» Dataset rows
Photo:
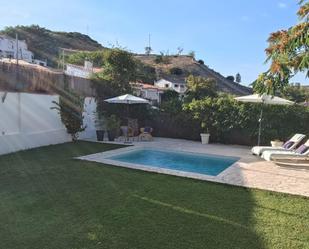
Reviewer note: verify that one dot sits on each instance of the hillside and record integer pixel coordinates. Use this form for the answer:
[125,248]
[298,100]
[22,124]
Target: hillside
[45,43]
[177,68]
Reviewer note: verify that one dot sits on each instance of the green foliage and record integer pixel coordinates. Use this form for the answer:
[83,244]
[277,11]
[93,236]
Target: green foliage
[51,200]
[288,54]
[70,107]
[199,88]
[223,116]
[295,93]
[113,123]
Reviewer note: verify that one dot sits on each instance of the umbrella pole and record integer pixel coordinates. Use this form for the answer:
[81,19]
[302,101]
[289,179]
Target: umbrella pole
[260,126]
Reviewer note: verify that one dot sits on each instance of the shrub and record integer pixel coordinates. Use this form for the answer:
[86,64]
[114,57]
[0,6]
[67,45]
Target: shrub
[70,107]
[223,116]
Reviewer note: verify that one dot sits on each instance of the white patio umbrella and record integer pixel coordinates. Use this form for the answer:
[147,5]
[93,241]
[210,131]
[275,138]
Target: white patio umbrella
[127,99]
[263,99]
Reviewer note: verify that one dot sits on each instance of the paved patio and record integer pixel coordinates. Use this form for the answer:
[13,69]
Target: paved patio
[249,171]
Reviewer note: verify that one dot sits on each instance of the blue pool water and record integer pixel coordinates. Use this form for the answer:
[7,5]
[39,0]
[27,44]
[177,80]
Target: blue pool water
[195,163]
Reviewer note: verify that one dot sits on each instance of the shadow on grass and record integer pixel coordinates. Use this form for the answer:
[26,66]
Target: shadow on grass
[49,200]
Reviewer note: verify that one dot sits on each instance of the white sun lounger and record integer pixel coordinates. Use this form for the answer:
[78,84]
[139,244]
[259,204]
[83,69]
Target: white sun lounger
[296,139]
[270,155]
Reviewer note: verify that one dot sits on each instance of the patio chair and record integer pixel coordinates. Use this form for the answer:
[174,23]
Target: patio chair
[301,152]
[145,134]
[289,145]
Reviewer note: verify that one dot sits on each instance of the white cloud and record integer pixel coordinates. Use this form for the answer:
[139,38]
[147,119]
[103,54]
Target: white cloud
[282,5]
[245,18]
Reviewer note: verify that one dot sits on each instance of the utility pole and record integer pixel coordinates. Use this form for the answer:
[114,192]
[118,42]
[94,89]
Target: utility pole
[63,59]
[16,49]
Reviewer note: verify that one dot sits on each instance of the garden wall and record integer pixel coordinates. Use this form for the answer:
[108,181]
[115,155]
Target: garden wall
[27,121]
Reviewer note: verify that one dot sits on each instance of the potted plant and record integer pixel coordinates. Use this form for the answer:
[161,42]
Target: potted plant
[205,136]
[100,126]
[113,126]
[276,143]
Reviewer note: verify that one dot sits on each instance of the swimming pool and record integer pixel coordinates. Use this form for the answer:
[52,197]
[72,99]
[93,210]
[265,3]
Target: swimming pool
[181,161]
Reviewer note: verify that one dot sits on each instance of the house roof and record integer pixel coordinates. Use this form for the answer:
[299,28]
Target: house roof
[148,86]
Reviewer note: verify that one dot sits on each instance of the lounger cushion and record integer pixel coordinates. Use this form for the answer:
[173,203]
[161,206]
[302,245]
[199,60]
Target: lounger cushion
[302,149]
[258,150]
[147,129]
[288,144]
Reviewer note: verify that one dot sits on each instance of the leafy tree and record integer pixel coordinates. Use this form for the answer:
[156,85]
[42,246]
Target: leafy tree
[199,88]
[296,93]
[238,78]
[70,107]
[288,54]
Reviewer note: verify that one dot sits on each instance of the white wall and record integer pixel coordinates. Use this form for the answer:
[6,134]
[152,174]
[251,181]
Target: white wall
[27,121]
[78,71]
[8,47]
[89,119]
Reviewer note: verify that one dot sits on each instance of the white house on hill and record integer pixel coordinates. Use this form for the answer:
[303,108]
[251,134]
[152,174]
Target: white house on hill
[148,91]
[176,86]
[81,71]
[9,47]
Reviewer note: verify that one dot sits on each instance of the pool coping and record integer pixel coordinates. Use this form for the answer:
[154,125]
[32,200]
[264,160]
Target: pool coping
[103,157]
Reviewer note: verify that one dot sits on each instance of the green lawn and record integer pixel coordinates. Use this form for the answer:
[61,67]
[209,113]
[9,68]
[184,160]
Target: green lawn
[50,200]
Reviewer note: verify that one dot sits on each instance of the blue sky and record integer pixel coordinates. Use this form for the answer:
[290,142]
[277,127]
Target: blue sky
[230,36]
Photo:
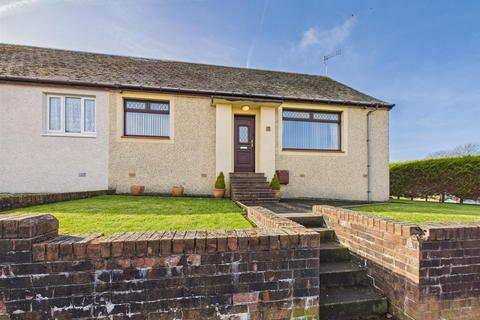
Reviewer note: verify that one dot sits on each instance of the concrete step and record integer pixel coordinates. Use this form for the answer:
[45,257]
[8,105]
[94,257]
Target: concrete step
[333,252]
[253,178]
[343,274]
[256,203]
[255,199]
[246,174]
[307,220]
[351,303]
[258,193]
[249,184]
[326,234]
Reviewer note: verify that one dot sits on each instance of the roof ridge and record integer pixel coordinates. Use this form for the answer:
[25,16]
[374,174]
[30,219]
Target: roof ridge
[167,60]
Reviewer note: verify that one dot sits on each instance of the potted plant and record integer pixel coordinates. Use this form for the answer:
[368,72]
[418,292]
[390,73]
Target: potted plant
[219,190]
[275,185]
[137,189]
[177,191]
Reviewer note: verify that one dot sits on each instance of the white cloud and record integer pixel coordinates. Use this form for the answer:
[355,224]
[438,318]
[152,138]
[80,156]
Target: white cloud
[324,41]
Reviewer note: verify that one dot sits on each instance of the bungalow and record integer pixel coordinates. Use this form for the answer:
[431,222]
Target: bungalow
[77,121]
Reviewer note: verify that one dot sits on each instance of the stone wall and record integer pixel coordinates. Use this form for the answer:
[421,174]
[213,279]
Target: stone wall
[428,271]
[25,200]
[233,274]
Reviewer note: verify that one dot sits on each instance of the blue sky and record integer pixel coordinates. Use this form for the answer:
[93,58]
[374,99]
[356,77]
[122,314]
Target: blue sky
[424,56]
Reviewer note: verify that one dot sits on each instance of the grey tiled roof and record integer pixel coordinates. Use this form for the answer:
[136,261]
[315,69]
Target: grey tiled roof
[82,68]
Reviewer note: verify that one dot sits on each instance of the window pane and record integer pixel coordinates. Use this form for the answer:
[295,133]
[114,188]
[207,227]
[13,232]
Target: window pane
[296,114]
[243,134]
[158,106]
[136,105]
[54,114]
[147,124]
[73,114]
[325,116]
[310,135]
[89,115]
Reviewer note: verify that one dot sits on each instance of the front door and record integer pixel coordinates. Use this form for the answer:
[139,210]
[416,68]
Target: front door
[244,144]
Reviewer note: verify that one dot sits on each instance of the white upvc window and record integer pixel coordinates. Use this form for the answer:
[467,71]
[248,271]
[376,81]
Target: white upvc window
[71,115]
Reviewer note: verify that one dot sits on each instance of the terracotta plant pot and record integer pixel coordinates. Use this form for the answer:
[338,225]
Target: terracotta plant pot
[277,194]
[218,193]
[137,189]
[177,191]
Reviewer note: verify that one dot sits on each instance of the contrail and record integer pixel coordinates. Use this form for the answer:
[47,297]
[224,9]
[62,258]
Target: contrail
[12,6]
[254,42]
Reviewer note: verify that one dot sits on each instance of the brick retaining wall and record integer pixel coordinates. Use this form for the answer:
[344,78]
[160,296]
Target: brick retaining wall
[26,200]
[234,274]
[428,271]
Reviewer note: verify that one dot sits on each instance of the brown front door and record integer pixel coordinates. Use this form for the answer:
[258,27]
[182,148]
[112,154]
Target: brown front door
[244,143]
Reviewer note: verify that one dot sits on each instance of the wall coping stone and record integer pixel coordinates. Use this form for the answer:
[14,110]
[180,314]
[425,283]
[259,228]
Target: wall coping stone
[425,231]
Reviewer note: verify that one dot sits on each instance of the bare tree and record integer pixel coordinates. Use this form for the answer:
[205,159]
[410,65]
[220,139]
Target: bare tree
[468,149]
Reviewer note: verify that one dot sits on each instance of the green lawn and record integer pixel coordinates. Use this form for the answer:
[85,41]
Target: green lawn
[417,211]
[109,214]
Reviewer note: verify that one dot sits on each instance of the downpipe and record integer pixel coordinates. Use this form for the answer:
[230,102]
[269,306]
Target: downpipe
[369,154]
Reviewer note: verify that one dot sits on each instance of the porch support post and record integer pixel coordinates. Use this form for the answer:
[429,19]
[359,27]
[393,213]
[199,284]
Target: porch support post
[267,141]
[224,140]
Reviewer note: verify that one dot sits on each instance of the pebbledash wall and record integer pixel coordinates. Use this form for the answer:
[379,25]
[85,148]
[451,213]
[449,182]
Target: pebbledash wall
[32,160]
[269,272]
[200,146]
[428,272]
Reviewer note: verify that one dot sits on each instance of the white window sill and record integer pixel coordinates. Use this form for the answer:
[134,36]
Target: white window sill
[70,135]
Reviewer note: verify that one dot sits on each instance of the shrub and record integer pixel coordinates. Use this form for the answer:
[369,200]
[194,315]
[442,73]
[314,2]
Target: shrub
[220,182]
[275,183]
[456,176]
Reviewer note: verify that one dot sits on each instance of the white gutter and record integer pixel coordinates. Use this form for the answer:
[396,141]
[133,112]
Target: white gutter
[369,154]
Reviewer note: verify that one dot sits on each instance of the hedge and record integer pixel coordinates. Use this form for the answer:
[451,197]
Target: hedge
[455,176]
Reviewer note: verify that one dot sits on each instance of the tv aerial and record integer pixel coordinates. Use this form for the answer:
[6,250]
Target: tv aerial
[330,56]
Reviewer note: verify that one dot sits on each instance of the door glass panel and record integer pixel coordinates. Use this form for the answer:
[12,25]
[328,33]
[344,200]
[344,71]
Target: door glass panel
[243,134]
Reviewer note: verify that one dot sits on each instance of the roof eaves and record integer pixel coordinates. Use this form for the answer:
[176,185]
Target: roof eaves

--

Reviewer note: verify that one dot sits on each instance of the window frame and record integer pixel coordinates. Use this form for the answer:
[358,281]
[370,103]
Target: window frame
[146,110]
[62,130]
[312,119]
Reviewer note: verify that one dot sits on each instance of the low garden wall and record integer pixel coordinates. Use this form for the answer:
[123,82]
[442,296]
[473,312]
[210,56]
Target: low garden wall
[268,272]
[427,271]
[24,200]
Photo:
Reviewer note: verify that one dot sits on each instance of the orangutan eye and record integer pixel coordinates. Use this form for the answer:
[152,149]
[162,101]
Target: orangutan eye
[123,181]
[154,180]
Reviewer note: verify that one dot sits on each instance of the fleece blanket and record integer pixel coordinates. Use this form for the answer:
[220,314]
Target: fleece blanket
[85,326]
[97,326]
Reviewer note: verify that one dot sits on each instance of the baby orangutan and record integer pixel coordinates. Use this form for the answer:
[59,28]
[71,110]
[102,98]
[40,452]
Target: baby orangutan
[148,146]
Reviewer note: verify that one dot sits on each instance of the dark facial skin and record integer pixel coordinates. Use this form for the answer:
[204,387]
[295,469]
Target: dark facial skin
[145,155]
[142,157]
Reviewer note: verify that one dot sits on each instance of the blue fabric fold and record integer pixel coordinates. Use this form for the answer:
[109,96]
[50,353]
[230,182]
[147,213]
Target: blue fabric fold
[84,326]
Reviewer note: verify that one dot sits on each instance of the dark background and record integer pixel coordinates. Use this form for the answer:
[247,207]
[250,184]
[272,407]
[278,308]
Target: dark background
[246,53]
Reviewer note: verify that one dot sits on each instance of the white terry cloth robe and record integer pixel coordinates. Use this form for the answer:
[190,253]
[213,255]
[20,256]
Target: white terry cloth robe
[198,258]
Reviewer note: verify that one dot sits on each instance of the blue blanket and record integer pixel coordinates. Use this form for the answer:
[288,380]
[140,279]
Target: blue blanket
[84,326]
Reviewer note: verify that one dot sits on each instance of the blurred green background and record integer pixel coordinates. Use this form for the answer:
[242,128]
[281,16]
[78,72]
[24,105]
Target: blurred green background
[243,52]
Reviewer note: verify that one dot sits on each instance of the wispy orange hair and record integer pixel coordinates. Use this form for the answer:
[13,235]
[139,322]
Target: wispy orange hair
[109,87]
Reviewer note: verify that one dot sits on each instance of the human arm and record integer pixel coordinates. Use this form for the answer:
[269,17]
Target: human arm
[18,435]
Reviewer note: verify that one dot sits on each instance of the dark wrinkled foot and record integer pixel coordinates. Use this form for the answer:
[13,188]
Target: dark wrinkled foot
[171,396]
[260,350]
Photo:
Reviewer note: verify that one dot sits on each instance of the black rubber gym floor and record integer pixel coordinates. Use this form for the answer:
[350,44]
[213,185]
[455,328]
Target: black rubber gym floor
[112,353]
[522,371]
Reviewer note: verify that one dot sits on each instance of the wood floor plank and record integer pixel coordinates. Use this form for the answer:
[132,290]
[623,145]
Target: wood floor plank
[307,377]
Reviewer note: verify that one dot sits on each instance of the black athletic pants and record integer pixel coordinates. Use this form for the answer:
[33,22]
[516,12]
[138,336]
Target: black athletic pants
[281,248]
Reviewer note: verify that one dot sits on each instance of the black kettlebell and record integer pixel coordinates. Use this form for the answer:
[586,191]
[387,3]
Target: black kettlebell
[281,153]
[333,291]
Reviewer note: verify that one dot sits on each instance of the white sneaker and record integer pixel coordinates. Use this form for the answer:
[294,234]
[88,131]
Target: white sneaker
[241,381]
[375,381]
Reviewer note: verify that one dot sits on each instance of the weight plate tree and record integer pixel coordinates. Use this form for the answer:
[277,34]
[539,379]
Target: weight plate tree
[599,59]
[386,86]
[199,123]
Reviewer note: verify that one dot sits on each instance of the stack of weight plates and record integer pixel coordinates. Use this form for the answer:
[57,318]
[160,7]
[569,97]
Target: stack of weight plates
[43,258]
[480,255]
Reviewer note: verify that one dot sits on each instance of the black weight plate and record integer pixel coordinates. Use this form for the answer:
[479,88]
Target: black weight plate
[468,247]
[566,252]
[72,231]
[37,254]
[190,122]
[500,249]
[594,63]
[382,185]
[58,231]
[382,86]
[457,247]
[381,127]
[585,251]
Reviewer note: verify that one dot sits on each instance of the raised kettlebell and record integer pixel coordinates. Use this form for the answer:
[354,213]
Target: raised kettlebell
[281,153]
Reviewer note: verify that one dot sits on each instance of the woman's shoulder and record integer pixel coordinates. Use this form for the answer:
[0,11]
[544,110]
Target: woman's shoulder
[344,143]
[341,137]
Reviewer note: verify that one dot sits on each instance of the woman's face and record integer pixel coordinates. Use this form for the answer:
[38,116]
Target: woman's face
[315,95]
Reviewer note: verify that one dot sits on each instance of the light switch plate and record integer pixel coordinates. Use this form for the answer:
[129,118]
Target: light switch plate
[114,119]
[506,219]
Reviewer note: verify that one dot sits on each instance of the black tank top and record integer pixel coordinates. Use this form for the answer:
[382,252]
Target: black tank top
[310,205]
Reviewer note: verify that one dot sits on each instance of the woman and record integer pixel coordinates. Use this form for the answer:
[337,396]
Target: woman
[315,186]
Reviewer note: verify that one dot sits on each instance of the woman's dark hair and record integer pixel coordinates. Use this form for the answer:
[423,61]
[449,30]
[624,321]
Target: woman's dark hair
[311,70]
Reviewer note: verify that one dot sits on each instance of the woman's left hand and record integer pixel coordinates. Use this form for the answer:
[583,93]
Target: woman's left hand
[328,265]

--

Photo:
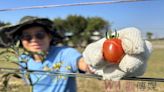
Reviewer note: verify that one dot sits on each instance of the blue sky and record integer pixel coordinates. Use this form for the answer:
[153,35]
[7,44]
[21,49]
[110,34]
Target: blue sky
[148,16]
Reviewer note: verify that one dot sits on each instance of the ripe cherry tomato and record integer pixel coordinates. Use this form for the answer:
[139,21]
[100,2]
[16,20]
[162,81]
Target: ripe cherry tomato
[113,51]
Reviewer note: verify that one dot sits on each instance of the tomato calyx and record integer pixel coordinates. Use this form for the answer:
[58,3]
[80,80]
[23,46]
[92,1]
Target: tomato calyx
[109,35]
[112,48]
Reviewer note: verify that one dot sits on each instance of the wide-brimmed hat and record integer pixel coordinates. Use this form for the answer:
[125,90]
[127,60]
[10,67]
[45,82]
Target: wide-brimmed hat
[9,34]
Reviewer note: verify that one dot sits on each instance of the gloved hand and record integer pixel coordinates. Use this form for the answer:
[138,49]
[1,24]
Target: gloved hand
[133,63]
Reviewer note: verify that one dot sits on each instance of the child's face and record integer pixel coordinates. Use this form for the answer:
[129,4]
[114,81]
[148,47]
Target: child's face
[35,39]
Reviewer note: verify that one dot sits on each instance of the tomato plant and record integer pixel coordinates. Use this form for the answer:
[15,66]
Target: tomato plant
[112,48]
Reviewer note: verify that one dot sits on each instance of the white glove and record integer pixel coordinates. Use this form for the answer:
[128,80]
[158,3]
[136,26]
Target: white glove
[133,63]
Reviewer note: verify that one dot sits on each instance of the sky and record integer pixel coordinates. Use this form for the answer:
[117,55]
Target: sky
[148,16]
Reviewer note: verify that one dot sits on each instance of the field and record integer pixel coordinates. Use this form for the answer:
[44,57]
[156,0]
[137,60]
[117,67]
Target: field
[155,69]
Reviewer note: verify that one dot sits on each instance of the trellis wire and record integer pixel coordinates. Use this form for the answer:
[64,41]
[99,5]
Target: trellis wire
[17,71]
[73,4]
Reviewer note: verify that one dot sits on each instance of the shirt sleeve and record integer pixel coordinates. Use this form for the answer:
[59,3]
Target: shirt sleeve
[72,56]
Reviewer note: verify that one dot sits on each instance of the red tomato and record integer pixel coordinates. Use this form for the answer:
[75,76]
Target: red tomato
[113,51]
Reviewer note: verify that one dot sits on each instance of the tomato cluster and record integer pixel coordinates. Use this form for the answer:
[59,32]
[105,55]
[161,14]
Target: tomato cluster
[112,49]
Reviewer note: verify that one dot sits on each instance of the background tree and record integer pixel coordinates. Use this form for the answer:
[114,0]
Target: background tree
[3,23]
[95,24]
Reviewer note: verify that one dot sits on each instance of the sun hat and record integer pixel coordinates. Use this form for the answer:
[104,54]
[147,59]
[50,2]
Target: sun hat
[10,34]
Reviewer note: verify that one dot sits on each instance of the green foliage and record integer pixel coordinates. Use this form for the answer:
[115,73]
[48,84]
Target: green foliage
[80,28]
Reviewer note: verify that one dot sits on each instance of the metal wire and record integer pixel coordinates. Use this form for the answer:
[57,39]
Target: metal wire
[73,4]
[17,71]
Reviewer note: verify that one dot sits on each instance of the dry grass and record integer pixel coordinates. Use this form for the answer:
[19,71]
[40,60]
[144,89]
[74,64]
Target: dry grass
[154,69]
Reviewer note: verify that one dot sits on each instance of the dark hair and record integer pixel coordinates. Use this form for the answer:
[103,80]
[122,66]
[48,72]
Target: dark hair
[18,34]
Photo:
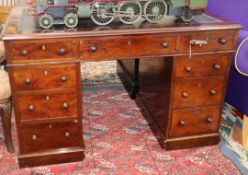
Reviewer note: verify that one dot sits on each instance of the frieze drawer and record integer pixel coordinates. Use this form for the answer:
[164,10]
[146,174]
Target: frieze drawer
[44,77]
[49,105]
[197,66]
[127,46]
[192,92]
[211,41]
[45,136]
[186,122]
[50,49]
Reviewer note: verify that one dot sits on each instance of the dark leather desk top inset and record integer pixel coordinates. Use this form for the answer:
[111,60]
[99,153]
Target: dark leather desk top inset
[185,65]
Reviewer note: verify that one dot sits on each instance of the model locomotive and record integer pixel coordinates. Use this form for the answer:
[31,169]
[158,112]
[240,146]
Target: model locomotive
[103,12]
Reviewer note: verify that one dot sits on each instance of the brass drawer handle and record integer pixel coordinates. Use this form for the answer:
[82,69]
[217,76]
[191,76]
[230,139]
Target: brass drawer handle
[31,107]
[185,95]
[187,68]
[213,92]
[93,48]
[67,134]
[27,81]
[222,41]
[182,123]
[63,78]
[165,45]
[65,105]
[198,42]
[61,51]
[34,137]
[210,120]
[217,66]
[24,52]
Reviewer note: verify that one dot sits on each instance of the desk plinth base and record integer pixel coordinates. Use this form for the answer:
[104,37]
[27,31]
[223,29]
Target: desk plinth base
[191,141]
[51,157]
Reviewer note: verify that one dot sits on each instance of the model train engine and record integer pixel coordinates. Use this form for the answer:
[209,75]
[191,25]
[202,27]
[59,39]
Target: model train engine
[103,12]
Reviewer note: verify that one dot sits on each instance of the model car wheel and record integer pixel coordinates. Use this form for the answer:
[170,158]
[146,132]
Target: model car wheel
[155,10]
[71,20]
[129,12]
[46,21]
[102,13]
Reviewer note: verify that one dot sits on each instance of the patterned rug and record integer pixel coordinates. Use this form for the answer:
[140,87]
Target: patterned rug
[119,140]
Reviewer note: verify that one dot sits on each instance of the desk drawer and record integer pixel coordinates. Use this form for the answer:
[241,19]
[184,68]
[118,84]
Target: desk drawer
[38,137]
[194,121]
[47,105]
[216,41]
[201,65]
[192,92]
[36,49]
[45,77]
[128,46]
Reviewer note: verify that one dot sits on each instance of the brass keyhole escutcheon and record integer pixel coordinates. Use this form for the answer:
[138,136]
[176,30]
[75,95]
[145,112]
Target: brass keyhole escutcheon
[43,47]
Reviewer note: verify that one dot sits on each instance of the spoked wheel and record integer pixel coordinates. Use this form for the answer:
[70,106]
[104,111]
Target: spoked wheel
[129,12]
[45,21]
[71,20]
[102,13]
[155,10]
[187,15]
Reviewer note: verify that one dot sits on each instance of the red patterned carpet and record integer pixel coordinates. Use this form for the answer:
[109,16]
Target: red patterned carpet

» What this task involves
Find every line in the records above that contains the string "desk", matching case exactly, and copy each of those lines.

» Task response
Reviewer note: verify that one dot sits on each instance of the dark leather desk top inset and record integer pixel coordinates. Use this form for the answer:
Target: dark leather desk top inset
Reviewer note: verify that one dot sits on each instance of the desk plinth base and record integer pixel coordinates. Use this form for the answer:
Target: desk plinth base
Reviewer note: verify that one dot sits on each instance of the desk drawer and record integer pixel coordinates. Use this form for the answer:
Target: desk drawer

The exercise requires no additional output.